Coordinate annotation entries
────────────────────────────────────────
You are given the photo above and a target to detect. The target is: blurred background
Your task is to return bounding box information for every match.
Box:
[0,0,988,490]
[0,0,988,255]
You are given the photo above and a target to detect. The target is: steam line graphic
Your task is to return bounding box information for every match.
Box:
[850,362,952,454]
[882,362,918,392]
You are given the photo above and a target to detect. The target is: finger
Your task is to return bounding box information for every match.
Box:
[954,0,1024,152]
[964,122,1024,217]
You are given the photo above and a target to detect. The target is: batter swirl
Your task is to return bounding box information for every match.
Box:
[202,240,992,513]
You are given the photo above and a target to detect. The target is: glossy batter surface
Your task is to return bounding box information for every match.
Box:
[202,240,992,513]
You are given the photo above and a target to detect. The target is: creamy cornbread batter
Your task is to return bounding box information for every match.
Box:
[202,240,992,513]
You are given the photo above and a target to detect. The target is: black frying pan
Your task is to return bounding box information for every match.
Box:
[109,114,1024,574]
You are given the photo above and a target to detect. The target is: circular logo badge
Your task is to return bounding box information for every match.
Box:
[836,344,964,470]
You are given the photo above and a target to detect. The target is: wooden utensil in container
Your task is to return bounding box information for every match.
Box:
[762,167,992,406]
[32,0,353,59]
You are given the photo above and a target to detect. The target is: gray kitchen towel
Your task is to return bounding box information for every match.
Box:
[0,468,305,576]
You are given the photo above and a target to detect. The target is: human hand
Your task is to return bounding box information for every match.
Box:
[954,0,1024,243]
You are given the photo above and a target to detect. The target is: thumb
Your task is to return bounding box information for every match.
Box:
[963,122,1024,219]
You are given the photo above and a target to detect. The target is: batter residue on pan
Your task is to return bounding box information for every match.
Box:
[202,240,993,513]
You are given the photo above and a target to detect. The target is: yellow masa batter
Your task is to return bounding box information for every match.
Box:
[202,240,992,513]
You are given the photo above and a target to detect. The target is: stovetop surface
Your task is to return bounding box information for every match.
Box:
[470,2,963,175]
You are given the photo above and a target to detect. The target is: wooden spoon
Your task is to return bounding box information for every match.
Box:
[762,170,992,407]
────────────────────────────────────────
Problem to solve
Rewrite all of the entries above, swapping "batter" for "dough" wherever it appears and leaving everything else the same.

Solution to the problem
You are given the photo above and a target to detect. The target is: blurred background
Your task is to return bounding box information for every match.
Box:
[0,0,988,490]
[0,0,988,255]
You are given the photo above and a target to detect. The target is: steam line graphic
Your task is to return bounding box information for every match.
Box:
[850,362,952,454]
[882,362,918,392]
You are given the photo above and a target to detect. The target is: finger
Your task is to return bounding box information for every match.
Box:
[954,0,1024,152]
[964,122,1024,217]
You are given the photo above and a target to detect. The target is: dough swirl
Your task is to return bounding box information for every match.
Box:
[202,240,992,513]
You are given the photo above and a target to detect. The target is: glossy dough surface
Your task is to return bounding box information for every match.
Box:
[202,240,992,513]
You are given the photo above and a target to detect. The target is: creamy cornbread dough
Your task is to return bounding box information for every match.
Box:
[202,240,992,513]
You are given the photo above and a target to detect. The target is: black frying pan
Your task is to return bounding box information for every match.
Box:
[109,114,1024,574]
You are given the photo above and a target to detect. The target is: circular logo badge
Your task is to return bounding box information for every match.
Box:
[836,344,964,470]
You are given the photo above and a target to detect. The target is: wooden utensil in container
Your task is to return bounding box information for every match.
Box:
[762,167,992,406]
[32,0,353,59]
You are given the photo above and a target to detect. The target is: gray kitchen towel
Your task is to return bounding box information for every match.
Box:
[0,468,305,576]
You are given the photo above and a target to detect. The target is: human hand
Your task is to return bounding box information for every match.
Box:
[954,0,1024,243]
You are given the photo above and a target to detect. The target is: thumb
Your task is to return bounding box information for every match.
Box:
[963,122,1024,219]
You are given the photo above and a target to detect. The target is: dough residue on pan
Your task is to return bounding box information for every match.
Box:
[202,240,993,513]
You are given the photo above and a target to detect. The target is: yellow masa dough
Your task is to return bounding box information for every match.
Box:
[202,240,992,513]
You are given the photo above and a target to detect. The target is: stovetop surface
Your task is to return bounding box information for every match.
Box:
[470,2,963,175]
You are given the photo above and a target to detect. The target is: wooden spoon
Your task is to return bounding box information for every match.
Box:
[762,170,992,407]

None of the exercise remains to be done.